» **Document section**
..........

Otherwise the thread title should be changed to 80's elite vs 90's elite.
[QUOTE=Silverbullit][B]A more accurate comparison between decades would be to compare not only the elite players but the role/bench players too.[/B]
Otherwise the thread title should be changed to 80's elite vs 90's elite.[/QUOTE]
That would also go to the 80's.
Just look at the roster for the Lakers/Celtics in the 80's and compare it to the roster from the Bulls of the 90's. It's a no brainer. The Lakers/Celtics were deeper than the Bulls. The Lakers and Celtics were deep in every position while the Bulls never had an descent Center. Just compare Luc Longley/ Bill Cartwright to Kareem and Parish. It's no contest. Look at the bench for both teams the Lakers and Celtics had guys like Michael Cooper, Bob McAdoo, Mychal Thompson, Bill Walton, Scott Wedman, Gerald Henderson. While the Bulls had Steve Kerr, Bill Wennington, Toni Kukoc. There is no question the Lakers/Celtics were deeper.
[QUOTE=guy]So basically the rookies have to be responsible for over 2% of the league's production for the league to look like its getting better? Well that would never work cause rookies today aren't expected to do nearly as much as before because of the age they come in. I really don't think you can say the league is getting better or worse by judging what players are doing as rookies. Maybe by doing that for players who have played up to 3-4 years, but not just their first season.[/QUOTE]
You can look at it using only 25 year olds to 30 years and comparing their performace the followin year at 26 to 31. Doing this, you can exclude old guys and young players who have yet to hit their stride. The results are still the same. The stongest leagues were still in the mid 1980s and early 1960s. The weakest were still the mid 1970s pre merger and early 00s. The mid 1990 was about avearge.

..........

» **What you need to do**
a. Repeat the basketball thread's text between "[QUOTE=guy]So basically the" and "was about avearge.", inclusive.
b. Answer these questions from the basketball thread:
(i) Which two centers are Luc Longley and Bill Cartwright compared to?
(ii) Which age range of players does the last post use to measure performance?
(iii) Which periods does the last post name as having the weakest leagues?

» **Supplied entries**
..........

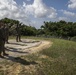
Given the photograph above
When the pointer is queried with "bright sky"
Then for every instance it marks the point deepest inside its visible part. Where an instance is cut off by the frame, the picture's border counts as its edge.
(35, 12)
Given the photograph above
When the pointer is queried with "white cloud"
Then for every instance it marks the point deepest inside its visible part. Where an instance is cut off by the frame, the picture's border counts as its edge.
(72, 4)
(40, 10)
(68, 13)
(63, 18)
(10, 9)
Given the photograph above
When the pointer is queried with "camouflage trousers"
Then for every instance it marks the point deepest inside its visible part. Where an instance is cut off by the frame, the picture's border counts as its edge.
(2, 48)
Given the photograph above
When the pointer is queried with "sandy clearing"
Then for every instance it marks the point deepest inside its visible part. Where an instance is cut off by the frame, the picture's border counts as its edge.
(27, 46)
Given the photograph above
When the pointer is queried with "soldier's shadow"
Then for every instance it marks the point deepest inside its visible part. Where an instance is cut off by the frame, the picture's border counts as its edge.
(20, 60)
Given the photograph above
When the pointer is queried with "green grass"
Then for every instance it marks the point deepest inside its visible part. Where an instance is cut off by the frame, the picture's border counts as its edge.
(60, 60)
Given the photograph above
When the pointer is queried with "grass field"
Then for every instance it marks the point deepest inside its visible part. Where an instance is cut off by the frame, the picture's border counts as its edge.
(59, 59)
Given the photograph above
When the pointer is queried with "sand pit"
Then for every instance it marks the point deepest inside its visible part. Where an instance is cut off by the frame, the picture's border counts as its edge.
(27, 46)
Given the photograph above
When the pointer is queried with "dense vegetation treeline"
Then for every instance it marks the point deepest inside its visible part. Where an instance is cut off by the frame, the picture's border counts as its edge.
(61, 29)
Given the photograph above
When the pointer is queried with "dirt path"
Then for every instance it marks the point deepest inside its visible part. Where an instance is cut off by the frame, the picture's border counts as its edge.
(27, 46)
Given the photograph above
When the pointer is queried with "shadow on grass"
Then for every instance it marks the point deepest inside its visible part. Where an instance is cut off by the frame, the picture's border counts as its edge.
(14, 50)
(20, 60)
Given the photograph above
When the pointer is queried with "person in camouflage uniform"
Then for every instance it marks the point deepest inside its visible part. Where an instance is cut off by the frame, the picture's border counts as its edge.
(6, 33)
(18, 33)
(2, 40)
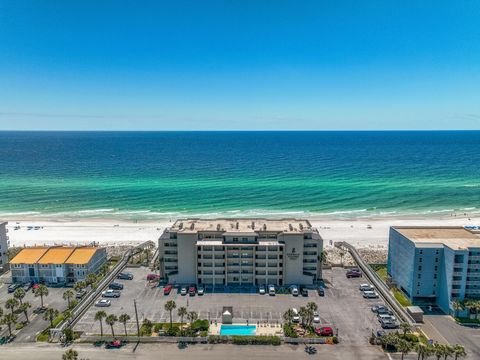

..........

» **Problem solutions**
a.
[QUOTE=guy]So basically the rookies have to be responsible for over 2% of the league's production for the league to look like its getting better? Well that would never work cause rookies today aren't expected to do nearly as much as before because of the age they come in. I really don't think you can say the league is getting better or worse by judging what players are doing as rookies. Maybe by doing that for players who have played up to 3-4 years, but not just their first season.[/QUOTE]
You can look at it using only 25 year olds to 30 years and comparing their performace the followin year at 26 to 31. Doing this, you can exclude old guys and young players who have yet to hit their stride. The results are still the same. The stongest leagues were still in the mid 1980s and early 1960s. The weakest were still the mid 1970s pre merger and early 00s. The mid 1990 was about avearge.

b.
(i) Kareem and Parish.
(ii) Players aged 25 to 30, compared with their performance the following year at 26 to 31.
(iii) The mid 1970s pre-merger and the early 00s.